Emergency Call to the Council

Accessible emergency communication for persons with disabilities: a requirement to save lives

Joint statement European Disability Forum, European Union of the Deaf, European Emergency Number Association, European Deafblind Union, European Federation of Hard of Hearing People, European Association of Cochlear Implant users, European Federation of Parents of Hearing Impaired Children, European Deafblind Network

9 May, 2018

The Council’s proposal to exclude Public Safety Answering Points from the upcoming European Accessibility Act will keep millions of persons with disabilities at risk. The above organisations call on the Council of the EU to accept mandatory and common accessibility requirements for services handling emergency calls. We have the right to call for help!

The European Commission published its proposal for the European Accessibility Act (EAA) at the end of 2015. Once adopted, the Act will set accessibility requirements for several products and services, including emergency services.

__Job 1__:
According to the statement on accessible emergency communication, when did the European Commission publish its proposal for the European Accessibility Act?

__Material__:
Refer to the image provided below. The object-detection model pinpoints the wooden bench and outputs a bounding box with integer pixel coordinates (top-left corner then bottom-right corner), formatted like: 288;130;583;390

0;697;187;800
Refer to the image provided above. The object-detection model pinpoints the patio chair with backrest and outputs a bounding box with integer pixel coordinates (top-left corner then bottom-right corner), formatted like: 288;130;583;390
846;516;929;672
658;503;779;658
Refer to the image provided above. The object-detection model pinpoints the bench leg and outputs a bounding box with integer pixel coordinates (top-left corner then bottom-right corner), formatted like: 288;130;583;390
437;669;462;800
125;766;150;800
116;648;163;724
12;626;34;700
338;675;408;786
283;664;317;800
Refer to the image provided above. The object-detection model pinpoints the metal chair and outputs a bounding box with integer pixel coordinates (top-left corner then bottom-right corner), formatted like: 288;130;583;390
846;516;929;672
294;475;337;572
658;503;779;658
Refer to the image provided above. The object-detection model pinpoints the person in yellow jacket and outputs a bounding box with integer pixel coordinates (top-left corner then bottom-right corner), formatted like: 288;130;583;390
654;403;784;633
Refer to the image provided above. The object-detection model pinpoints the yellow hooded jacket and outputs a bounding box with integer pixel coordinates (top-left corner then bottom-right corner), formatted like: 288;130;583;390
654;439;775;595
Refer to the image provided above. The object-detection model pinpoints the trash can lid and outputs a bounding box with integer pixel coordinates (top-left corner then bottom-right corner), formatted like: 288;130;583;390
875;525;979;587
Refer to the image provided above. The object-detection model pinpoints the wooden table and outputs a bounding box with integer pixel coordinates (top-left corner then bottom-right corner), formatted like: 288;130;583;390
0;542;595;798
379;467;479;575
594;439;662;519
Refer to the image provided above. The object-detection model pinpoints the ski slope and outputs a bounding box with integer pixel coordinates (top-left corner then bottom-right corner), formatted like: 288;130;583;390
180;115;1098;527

__Job 2__:
Pick out and copy every line of the entries above that contains the string "below".

__Exercise result 1__:
At the end of 2015.

__Exercise result 2__:
Refer to the image provided below. The object-detection model pinpoints the wooden bench and outputs a bounding box with integer pixel coordinates (top-left corner then bottom-right corner), formatted like: 288;130;583;390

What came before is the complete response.